Whenever a line below holds the word "green", copy that line.

---- TASK INPUT

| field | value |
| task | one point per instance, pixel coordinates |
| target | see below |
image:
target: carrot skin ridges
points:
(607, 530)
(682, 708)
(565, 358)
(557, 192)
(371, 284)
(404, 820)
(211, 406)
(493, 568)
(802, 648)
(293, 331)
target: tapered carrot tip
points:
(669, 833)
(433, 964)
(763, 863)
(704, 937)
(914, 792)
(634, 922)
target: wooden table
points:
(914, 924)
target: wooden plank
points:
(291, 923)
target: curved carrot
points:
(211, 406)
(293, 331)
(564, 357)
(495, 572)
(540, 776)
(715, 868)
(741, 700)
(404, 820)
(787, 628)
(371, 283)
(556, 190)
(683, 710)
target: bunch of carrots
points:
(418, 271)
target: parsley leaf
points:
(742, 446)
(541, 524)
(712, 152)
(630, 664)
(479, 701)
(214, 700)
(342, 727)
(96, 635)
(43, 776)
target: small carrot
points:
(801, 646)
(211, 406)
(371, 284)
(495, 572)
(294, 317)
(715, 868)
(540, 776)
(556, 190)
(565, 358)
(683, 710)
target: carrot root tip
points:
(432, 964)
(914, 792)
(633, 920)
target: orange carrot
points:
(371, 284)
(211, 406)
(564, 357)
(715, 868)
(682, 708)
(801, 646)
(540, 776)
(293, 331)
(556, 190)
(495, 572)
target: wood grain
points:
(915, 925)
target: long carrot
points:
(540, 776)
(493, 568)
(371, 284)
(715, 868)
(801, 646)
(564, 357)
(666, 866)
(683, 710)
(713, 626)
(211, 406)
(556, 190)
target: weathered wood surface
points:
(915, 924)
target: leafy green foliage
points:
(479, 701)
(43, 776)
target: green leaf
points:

--------

◆ **OUTPUT FOR THIS TASK**
target: leafy green foliage
target: green leaf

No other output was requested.